Segment Start: Dataset records

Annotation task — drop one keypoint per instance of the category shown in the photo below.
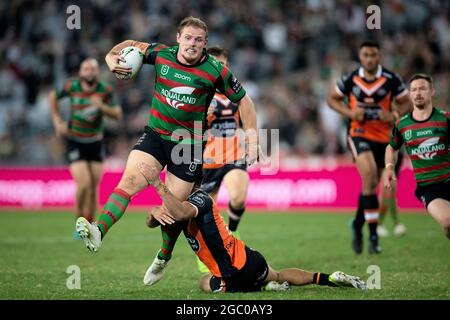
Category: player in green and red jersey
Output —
(90, 100)
(233, 266)
(425, 134)
(186, 81)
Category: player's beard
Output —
(90, 81)
(193, 59)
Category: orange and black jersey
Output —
(224, 145)
(212, 242)
(373, 96)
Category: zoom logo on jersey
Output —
(197, 199)
(165, 69)
(179, 96)
(428, 149)
(182, 77)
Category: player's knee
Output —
(132, 184)
(151, 222)
(446, 226)
(204, 283)
(84, 185)
(370, 182)
(237, 201)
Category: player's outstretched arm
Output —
(112, 58)
(248, 117)
(177, 209)
(61, 127)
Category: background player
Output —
(90, 100)
(224, 156)
(234, 267)
(425, 134)
(186, 80)
(370, 89)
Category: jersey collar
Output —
(377, 75)
(202, 60)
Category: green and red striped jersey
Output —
(86, 120)
(183, 93)
(427, 144)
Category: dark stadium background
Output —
(286, 53)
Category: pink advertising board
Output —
(338, 188)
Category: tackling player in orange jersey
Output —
(233, 266)
(370, 91)
(224, 156)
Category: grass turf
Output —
(37, 248)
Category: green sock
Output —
(113, 210)
(393, 210)
(170, 235)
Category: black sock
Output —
(371, 213)
(322, 279)
(234, 216)
(359, 218)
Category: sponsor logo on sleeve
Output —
(234, 84)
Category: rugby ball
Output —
(133, 58)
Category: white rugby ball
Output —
(133, 58)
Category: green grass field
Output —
(36, 249)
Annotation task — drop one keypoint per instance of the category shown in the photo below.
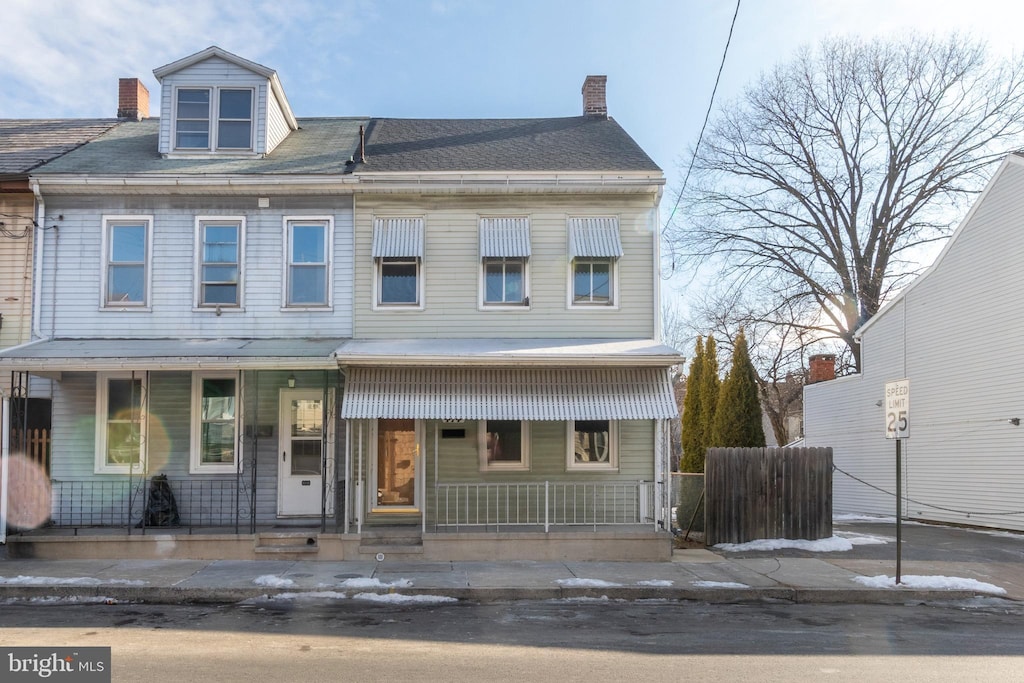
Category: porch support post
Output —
(4, 456)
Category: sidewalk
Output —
(707, 575)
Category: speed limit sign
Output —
(898, 409)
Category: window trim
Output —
(198, 304)
(109, 221)
(572, 465)
(286, 293)
(213, 120)
(612, 303)
(196, 465)
(102, 410)
(481, 445)
(483, 304)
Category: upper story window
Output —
(126, 260)
(504, 257)
(120, 423)
(209, 119)
(220, 243)
(214, 423)
(397, 253)
(595, 248)
(307, 259)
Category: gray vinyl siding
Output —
(963, 454)
(75, 287)
(211, 73)
(202, 499)
(452, 270)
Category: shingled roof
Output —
(401, 145)
(28, 143)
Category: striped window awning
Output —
(508, 393)
(505, 238)
(595, 238)
(400, 238)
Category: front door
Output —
(302, 461)
(397, 453)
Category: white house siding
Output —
(452, 269)
(213, 72)
(74, 287)
(15, 273)
(955, 335)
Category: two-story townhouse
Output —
(448, 325)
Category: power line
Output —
(711, 104)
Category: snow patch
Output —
(398, 598)
(375, 583)
(931, 583)
(586, 583)
(270, 581)
(719, 584)
(67, 581)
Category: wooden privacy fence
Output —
(767, 494)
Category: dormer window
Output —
(225, 126)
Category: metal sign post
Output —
(898, 427)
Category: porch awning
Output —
(53, 355)
(397, 238)
(508, 393)
(595, 238)
(504, 238)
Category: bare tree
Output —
(832, 170)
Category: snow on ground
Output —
(375, 583)
(398, 598)
(931, 583)
(270, 581)
(719, 584)
(834, 544)
(586, 583)
(67, 581)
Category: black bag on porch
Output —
(161, 508)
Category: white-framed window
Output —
(127, 257)
(307, 261)
(505, 251)
(213, 119)
(214, 423)
(121, 400)
(593, 282)
(397, 254)
(219, 249)
(593, 444)
(595, 248)
(504, 444)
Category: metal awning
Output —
(505, 238)
(508, 393)
(595, 238)
(51, 355)
(397, 238)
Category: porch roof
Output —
(507, 352)
(509, 393)
(50, 355)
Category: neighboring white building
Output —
(954, 333)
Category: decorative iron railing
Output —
(544, 504)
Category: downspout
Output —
(37, 283)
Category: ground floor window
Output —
(593, 444)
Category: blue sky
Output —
(459, 58)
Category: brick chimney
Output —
(133, 99)
(822, 368)
(593, 96)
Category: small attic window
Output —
(225, 126)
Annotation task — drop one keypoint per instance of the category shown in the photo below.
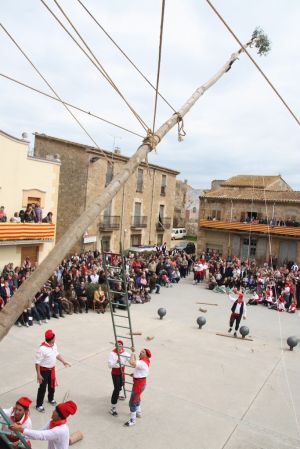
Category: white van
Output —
(178, 233)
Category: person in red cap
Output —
(56, 432)
(18, 414)
(45, 362)
(238, 310)
(117, 373)
(140, 374)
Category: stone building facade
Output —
(251, 216)
(26, 180)
(140, 214)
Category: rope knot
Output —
(151, 139)
(180, 131)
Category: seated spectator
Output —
(254, 300)
(82, 297)
(38, 213)
(100, 302)
(3, 217)
(22, 215)
(6, 292)
(15, 218)
(29, 215)
(71, 296)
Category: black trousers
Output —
(118, 383)
(42, 389)
(236, 319)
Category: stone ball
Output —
(201, 321)
(161, 312)
(292, 342)
(244, 330)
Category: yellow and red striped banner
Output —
(27, 231)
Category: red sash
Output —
(59, 422)
(118, 371)
(52, 375)
(13, 438)
(43, 368)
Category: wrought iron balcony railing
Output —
(109, 223)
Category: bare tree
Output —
(22, 297)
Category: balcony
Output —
(109, 223)
(16, 233)
(163, 223)
(246, 228)
(138, 221)
(163, 190)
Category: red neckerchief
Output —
(59, 422)
(146, 360)
(44, 343)
(12, 437)
(120, 350)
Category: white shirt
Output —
(9, 412)
(113, 361)
(238, 306)
(58, 437)
(141, 369)
(46, 356)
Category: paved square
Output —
(204, 391)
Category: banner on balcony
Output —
(27, 231)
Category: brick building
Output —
(140, 214)
(25, 180)
(256, 216)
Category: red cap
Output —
(148, 353)
(66, 409)
(49, 334)
(24, 402)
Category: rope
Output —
(69, 104)
(254, 62)
(159, 60)
(55, 93)
(94, 61)
(180, 127)
(124, 54)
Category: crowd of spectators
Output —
(276, 287)
(290, 222)
(79, 284)
(32, 214)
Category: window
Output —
(160, 239)
(216, 214)
(250, 244)
(137, 214)
(163, 186)
(161, 214)
(139, 180)
(109, 173)
(105, 240)
(136, 239)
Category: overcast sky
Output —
(238, 127)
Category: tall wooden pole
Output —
(23, 296)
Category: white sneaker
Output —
(40, 409)
(129, 423)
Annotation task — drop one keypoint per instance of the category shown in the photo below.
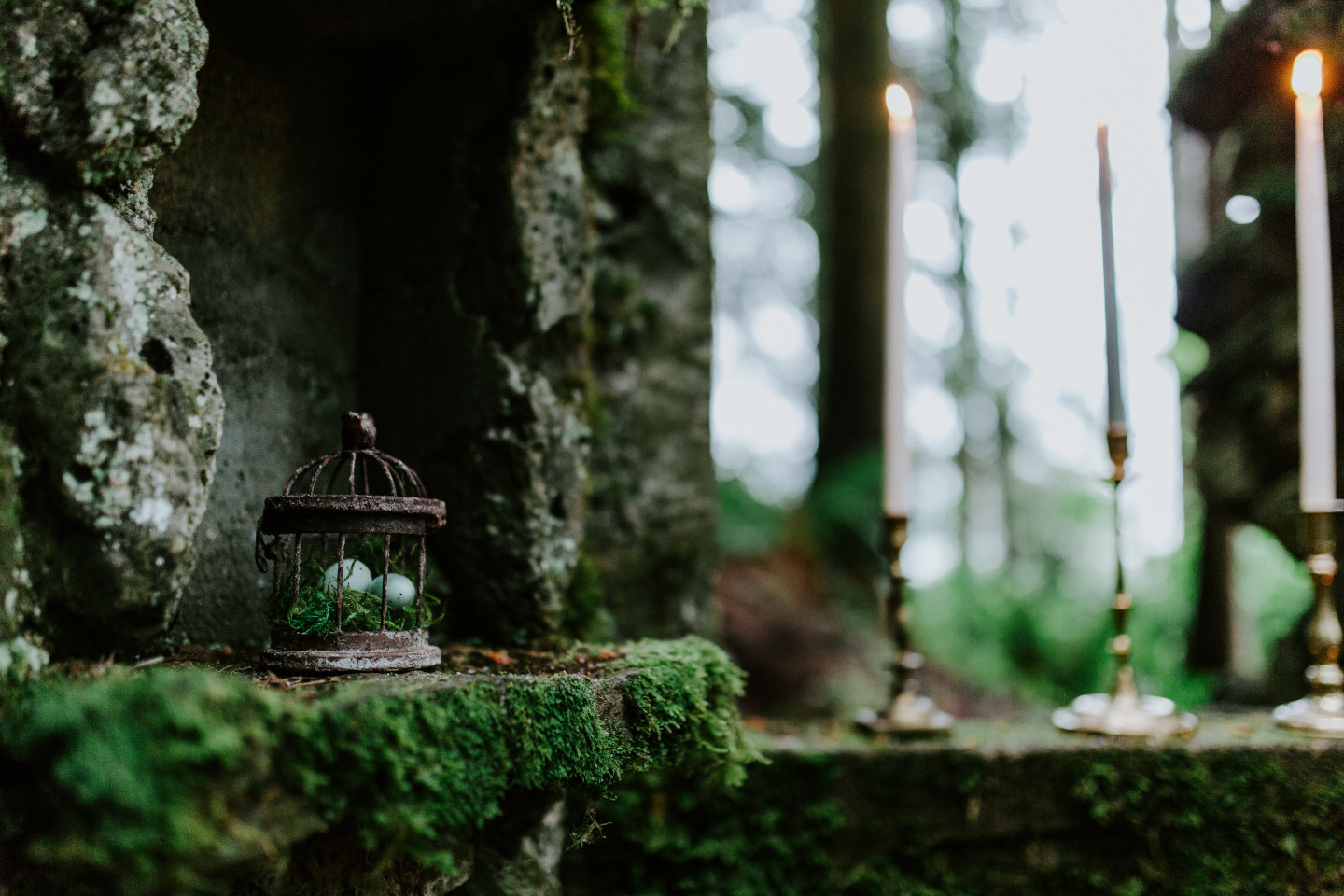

Segment End: Dataset records

*Prompt*
Which lines in the records above contain the word "sign"? Return each of them.

*Exercise answer*
Category: speed limit sign
Category: metal sign post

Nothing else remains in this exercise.